*EXERCISE DIRECTIONS*: Return exactly the lines that run from the one containing "Exercise. Mark the black trim" to the end of the entries, with both ends included.

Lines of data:

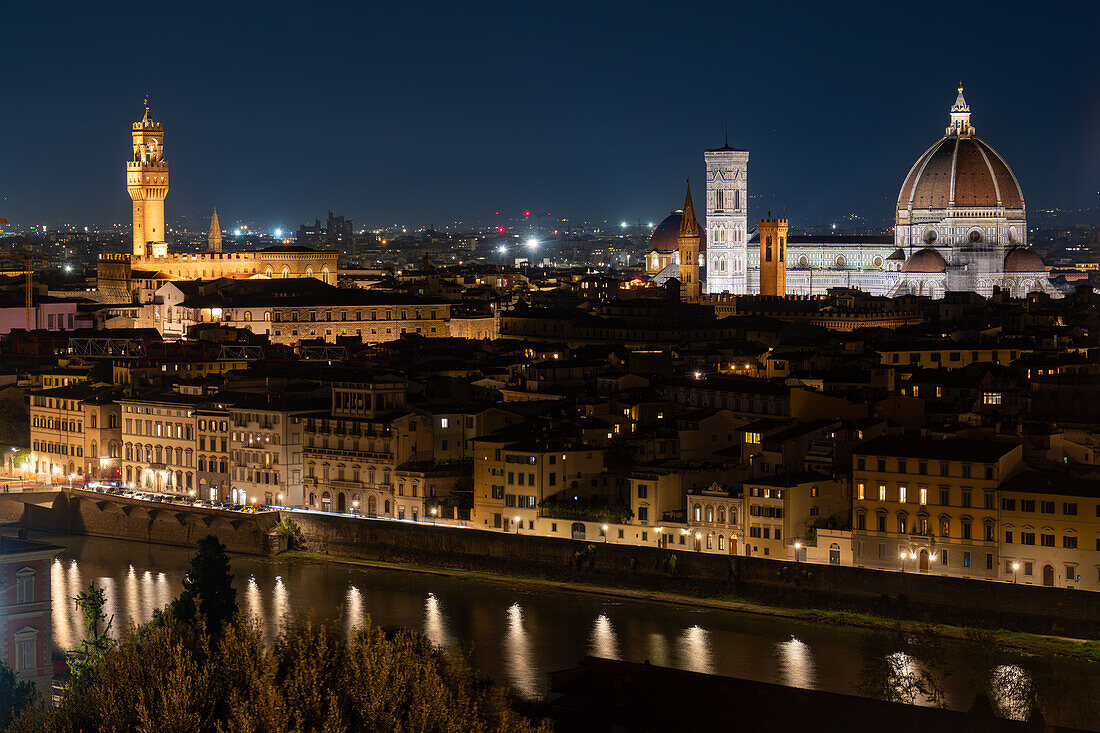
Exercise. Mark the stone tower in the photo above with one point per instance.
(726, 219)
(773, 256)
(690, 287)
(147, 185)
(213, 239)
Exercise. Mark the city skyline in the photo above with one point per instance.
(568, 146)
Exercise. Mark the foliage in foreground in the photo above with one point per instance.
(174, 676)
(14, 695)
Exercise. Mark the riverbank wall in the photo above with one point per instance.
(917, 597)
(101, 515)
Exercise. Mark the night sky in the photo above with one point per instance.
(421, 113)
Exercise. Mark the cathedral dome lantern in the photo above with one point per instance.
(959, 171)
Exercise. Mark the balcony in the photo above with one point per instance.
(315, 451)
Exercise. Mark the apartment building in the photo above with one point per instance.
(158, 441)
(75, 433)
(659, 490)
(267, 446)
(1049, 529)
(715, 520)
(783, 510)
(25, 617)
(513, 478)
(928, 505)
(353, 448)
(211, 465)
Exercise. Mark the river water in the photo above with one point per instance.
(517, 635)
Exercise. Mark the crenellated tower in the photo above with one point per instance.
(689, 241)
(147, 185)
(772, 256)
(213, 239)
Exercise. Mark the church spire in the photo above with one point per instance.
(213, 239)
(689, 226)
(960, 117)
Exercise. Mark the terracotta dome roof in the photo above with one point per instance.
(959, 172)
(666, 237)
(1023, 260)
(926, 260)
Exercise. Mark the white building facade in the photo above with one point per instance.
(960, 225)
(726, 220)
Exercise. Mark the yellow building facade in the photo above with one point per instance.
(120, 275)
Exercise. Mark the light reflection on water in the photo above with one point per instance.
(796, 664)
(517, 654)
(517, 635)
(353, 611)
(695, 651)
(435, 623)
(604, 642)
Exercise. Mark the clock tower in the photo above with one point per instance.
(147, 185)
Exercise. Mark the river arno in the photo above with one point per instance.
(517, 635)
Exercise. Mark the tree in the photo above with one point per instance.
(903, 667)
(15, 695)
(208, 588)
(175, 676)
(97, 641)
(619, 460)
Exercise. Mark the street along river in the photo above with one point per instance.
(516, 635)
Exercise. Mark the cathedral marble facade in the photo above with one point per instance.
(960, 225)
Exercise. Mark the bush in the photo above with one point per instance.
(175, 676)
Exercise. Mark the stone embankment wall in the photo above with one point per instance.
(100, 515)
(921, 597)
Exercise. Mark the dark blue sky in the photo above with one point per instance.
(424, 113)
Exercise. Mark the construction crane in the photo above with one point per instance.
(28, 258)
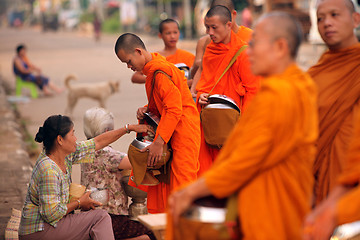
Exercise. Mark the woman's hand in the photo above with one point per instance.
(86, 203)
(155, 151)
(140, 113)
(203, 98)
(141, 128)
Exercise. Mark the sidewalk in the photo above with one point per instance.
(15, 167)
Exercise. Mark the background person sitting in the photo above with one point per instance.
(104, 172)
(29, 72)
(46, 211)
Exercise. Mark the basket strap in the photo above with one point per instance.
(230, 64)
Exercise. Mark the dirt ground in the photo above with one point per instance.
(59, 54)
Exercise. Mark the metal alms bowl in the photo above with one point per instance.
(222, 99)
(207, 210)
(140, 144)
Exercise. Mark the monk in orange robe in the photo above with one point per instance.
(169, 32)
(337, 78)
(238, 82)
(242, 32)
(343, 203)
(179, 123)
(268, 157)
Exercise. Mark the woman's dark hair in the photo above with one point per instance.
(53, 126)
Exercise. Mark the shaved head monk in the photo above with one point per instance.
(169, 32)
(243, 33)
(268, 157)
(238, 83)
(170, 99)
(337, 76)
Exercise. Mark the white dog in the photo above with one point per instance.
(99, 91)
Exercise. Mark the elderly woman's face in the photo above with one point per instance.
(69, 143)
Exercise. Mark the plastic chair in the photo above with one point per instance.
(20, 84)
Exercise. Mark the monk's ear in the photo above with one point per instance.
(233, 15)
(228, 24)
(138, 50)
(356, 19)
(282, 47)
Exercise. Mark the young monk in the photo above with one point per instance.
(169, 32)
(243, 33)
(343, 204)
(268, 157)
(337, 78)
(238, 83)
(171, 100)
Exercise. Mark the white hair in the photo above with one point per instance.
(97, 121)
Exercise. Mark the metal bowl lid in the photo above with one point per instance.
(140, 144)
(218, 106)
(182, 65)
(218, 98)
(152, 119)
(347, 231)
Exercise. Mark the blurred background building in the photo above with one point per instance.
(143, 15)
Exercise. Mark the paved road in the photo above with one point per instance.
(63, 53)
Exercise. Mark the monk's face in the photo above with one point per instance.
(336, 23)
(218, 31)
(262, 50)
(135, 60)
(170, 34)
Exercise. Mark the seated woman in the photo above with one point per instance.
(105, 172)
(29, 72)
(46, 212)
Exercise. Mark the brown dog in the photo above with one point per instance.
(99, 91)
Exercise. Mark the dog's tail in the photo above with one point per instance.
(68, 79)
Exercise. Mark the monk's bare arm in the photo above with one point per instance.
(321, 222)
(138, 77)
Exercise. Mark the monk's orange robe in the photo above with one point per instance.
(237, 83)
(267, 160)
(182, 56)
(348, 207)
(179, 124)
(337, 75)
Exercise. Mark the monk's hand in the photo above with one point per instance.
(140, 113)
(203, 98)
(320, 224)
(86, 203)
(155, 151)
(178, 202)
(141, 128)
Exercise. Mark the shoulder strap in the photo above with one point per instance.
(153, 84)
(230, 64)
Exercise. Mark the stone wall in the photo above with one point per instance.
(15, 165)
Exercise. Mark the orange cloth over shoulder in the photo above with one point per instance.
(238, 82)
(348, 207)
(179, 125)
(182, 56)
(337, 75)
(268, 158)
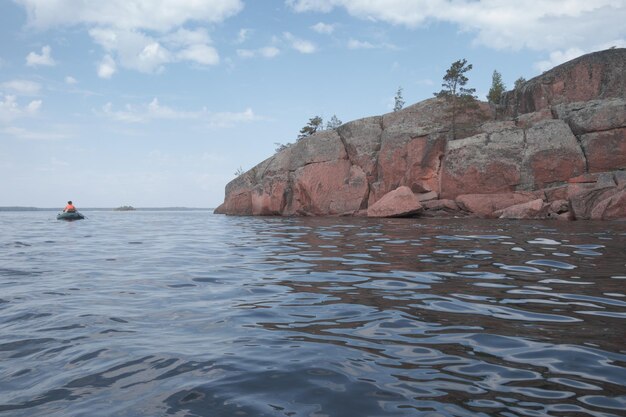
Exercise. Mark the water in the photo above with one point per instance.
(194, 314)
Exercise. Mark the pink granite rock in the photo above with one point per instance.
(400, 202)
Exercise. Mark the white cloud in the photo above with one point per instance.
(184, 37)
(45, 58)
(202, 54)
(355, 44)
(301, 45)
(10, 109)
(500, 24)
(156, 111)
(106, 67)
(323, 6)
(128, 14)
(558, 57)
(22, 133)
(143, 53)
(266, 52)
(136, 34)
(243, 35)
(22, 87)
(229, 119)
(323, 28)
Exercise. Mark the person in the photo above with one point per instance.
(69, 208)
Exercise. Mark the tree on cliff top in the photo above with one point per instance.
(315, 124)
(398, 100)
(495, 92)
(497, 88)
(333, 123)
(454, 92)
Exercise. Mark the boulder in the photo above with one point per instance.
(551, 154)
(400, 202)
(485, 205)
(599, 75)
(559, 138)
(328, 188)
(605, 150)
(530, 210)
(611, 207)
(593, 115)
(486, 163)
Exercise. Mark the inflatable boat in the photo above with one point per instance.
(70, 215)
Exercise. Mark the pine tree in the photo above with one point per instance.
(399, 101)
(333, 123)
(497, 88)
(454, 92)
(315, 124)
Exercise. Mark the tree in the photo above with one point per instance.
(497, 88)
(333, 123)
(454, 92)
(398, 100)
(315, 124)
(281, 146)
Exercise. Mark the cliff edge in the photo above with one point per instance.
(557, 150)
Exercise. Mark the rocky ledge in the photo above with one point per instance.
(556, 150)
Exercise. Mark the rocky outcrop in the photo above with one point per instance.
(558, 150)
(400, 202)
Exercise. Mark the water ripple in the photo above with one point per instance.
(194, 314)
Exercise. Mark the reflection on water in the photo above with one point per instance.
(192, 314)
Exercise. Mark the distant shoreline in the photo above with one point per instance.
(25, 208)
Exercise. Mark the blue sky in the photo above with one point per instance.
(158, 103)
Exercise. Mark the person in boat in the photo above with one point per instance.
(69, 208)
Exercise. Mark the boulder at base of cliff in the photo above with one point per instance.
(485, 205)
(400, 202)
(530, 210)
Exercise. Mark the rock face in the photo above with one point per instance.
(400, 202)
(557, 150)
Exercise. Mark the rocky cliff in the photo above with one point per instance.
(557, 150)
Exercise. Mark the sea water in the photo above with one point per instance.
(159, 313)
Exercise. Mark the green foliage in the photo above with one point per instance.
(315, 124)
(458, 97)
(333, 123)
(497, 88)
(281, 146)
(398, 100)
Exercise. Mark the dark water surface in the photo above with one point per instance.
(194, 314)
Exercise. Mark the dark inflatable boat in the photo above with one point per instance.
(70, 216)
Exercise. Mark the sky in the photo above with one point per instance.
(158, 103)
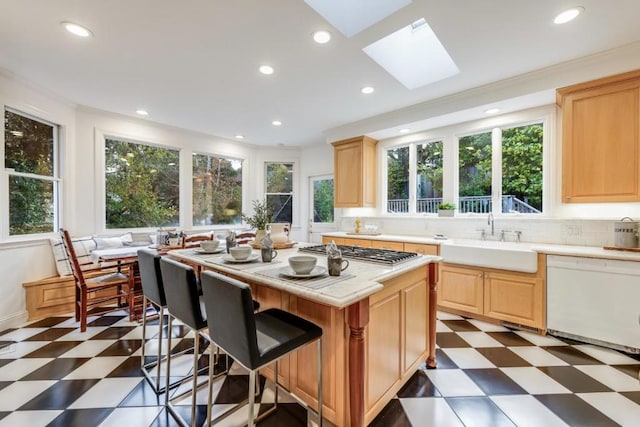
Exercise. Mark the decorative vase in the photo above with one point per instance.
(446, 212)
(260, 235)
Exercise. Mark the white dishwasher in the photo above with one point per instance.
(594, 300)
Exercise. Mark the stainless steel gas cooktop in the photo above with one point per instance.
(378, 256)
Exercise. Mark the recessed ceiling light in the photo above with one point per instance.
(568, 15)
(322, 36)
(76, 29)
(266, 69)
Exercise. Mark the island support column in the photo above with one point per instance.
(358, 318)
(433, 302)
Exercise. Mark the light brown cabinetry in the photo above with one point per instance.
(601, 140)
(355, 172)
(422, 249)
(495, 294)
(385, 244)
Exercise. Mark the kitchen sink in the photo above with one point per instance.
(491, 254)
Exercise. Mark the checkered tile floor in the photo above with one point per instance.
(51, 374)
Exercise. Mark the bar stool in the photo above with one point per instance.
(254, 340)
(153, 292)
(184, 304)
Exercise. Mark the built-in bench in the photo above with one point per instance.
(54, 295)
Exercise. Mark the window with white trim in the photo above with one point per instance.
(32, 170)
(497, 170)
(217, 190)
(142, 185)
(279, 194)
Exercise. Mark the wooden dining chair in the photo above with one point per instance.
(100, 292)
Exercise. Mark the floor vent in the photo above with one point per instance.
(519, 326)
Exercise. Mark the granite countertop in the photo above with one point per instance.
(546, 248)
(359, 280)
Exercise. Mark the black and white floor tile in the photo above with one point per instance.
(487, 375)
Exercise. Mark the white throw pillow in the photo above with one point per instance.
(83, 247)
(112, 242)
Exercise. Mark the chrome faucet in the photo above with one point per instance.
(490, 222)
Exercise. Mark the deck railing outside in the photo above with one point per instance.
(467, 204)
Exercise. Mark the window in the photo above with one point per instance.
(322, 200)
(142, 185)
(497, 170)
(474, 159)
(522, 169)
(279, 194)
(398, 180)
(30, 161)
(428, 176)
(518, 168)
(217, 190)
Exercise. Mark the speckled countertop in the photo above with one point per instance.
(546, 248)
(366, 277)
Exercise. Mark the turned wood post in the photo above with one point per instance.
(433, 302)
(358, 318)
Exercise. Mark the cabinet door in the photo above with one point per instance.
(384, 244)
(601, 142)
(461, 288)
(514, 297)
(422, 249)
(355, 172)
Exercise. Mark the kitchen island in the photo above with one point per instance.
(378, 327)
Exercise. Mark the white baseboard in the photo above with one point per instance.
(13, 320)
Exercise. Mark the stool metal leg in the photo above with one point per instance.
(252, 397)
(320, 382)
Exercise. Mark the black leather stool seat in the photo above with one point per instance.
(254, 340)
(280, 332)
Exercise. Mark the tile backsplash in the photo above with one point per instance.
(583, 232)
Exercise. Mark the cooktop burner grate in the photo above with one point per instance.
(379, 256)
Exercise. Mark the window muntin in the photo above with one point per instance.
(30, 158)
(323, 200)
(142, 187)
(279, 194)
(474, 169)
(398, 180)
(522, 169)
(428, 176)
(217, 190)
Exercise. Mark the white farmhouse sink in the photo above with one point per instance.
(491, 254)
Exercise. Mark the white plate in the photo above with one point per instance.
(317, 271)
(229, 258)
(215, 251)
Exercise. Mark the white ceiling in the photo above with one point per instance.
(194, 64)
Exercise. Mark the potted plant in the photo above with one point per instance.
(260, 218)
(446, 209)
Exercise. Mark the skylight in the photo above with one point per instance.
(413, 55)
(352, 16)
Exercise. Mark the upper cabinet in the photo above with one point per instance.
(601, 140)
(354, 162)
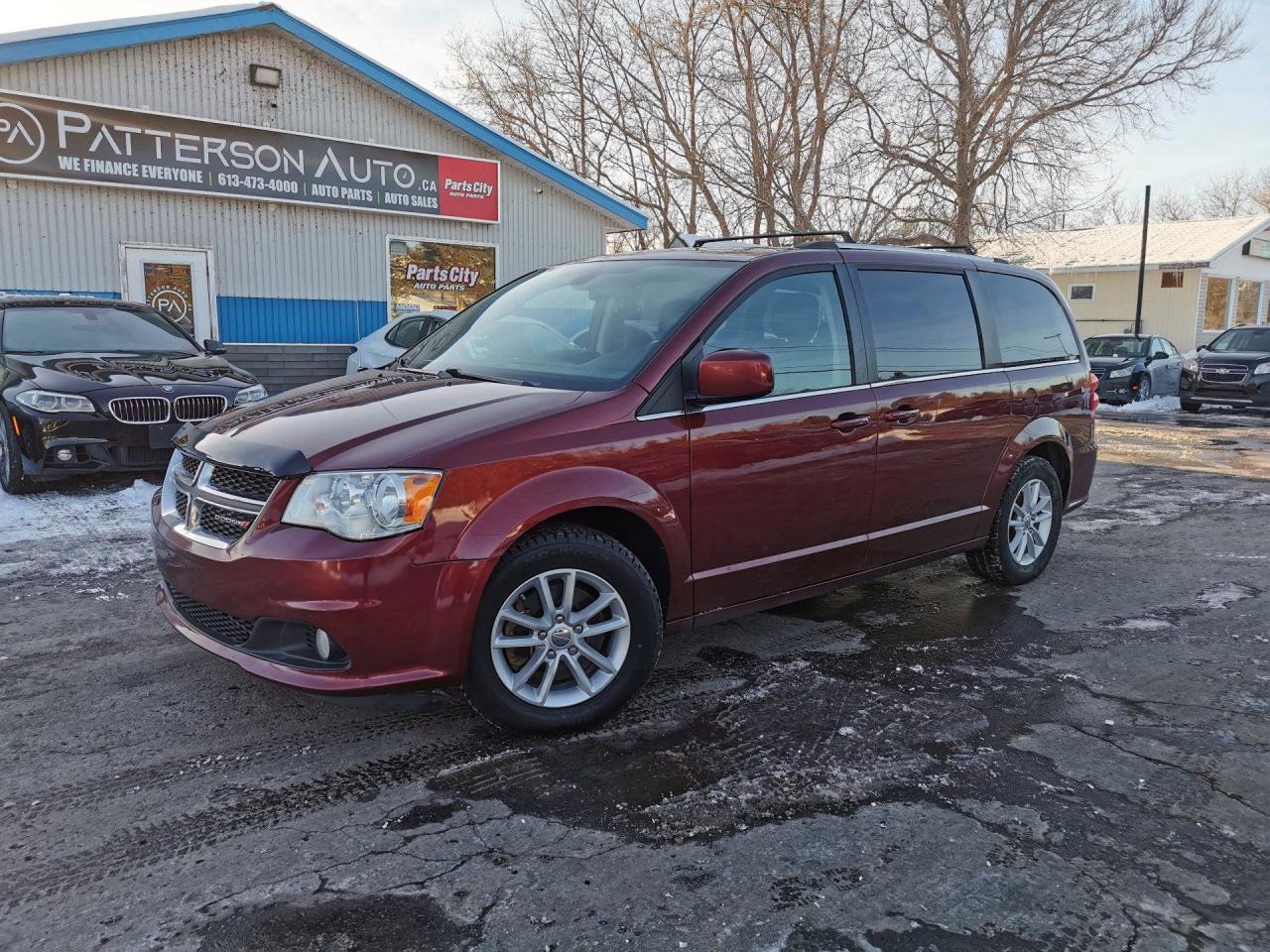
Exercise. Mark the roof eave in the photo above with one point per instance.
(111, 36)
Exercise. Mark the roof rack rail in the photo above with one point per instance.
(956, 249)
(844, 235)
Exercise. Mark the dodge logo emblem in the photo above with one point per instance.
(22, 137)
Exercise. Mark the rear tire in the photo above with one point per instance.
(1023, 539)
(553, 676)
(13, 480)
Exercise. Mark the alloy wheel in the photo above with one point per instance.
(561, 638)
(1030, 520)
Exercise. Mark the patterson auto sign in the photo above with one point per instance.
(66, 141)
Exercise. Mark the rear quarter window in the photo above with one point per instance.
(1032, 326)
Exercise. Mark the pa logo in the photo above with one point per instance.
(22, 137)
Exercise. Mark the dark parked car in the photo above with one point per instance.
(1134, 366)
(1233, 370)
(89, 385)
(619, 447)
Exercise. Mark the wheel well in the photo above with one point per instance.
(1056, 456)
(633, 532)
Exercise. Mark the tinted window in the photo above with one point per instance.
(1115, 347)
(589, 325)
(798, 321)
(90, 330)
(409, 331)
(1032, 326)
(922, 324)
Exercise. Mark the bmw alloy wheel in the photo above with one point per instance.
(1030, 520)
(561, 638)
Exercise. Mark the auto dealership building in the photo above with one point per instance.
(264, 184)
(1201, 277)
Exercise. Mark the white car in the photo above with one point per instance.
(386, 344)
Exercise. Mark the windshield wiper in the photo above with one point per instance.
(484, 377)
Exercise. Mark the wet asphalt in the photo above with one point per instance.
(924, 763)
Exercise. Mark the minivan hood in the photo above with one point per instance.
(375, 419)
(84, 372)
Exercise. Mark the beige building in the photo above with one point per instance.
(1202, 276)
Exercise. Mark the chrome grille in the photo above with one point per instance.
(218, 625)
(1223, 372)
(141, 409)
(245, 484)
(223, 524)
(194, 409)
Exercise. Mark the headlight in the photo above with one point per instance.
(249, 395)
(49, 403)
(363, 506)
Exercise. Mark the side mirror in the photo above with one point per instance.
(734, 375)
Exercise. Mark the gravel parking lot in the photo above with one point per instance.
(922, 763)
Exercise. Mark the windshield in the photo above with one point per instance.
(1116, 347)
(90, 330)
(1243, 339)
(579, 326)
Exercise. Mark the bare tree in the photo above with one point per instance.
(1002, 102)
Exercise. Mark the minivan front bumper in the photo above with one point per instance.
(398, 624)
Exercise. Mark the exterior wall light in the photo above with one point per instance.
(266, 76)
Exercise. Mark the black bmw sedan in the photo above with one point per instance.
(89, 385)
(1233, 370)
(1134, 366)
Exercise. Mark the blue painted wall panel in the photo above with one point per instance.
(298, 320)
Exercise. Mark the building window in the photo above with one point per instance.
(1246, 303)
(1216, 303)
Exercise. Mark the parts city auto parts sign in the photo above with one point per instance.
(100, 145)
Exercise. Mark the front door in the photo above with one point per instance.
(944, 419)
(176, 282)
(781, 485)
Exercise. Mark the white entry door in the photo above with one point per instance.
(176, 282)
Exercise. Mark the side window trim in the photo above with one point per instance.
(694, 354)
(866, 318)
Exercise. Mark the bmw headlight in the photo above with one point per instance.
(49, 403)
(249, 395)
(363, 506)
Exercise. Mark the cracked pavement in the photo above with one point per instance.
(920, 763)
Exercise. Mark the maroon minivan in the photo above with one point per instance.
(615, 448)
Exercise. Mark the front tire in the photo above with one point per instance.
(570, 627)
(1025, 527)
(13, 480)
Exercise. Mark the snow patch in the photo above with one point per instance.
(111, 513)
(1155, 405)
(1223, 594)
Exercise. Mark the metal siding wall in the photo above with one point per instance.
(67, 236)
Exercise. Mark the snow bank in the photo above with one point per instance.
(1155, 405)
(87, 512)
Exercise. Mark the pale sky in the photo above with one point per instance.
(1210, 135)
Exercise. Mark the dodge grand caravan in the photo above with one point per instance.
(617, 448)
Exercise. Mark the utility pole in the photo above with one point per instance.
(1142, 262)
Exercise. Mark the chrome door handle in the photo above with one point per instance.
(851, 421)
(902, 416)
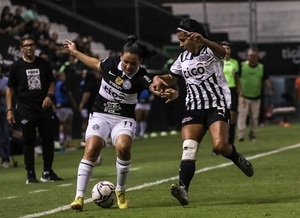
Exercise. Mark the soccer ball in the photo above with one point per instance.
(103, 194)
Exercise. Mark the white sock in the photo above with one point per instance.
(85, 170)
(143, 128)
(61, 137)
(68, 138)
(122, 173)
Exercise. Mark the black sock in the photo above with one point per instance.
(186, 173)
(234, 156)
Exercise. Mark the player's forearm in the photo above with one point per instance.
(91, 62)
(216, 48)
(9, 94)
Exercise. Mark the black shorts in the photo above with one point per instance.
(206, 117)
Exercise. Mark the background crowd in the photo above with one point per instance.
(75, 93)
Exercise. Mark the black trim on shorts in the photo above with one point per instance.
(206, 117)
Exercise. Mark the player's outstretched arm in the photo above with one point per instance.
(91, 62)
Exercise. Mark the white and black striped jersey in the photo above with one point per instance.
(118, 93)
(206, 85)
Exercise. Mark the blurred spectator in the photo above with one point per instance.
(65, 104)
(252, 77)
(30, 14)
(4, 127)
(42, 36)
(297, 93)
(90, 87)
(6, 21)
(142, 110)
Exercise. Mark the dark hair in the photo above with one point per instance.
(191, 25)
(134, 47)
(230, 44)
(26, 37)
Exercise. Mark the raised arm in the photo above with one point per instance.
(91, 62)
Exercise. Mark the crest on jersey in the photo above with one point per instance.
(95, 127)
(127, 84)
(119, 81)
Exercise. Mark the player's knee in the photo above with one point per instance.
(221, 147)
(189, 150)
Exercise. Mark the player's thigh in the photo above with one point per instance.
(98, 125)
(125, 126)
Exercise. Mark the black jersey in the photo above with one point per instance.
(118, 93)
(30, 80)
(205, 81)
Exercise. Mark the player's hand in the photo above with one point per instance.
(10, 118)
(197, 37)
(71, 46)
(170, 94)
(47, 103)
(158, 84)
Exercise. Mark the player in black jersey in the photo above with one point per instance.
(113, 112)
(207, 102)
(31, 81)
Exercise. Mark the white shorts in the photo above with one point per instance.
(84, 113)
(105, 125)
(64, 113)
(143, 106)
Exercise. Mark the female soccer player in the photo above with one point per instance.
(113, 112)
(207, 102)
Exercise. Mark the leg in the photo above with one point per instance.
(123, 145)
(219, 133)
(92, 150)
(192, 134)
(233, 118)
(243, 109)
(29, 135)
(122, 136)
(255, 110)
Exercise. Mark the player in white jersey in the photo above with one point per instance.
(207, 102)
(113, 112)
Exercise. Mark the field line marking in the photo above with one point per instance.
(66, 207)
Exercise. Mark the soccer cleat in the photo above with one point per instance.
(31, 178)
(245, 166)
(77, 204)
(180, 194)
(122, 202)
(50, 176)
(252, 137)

*REPLY*:
Exercise. Mark the black trim on shorts in the photo above with one point per instance.
(206, 117)
Exercise. Mark the player's outstretched arm in the photo above with one point per instance.
(91, 62)
Exercise. Mark the white and black striped jersey in the photo above with one point per instance.
(118, 93)
(206, 85)
Exercise. Mark the blurred spectator in the photo above with one point per instance.
(65, 104)
(252, 77)
(30, 14)
(4, 127)
(42, 36)
(297, 93)
(90, 87)
(6, 21)
(142, 110)
Exercise. Mark the dark hair in the photo above with one point per instance.
(191, 25)
(134, 47)
(230, 44)
(26, 37)
Exercise. Mark the raised arm in the photo above with one point per instance.
(91, 62)
Exercise. Mark the crest on jersey in the photo above with one point per instance.
(95, 127)
(127, 84)
(119, 81)
Exercise. Mark the player's knee in the photo above with one point per instance.
(221, 147)
(189, 150)
Exercise. Mark the player's thigh in the photo above with one point per instance.
(98, 125)
(125, 126)
Exercise. Mark the black jersey in the photo above with one point per instance.
(118, 93)
(30, 80)
(205, 81)
Exercise. Mark the player's hand in the photo above with one point per instance.
(10, 118)
(197, 37)
(71, 46)
(170, 94)
(47, 103)
(158, 84)
Exercise. Mark the player in black jersey in the photo above with one point per instance.
(113, 112)
(207, 102)
(31, 81)
Exercise. Mark the white shorts in the photo above with one point per instance.
(84, 113)
(105, 125)
(64, 113)
(143, 106)
Exercise. Mark the female soccer player in the photo above with one point per instance.
(113, 112)
(207, 102)
Exercise. Mark the leg in the photo above with one point per instance.
(123, 145)
(219, 133)
(92, 150)
(192, 134)
(233, 118)
(243, 109)
(29, 135)
(122, 136)
(255, 110)
Exercise. Mark the player in white jersey in the photo above with one point per instance.
(207, 102)
(113, 112)
Exercise. Mark the field line marking in the photo above with one point per instance.
(66, 207)
Exercise. Mark the soccer cleat in the photo above with one point per instance.
(31, 178)
(245, 166)
(77, 204)
(180, 194)
(122, 202)
(50, 176)
(252, 137)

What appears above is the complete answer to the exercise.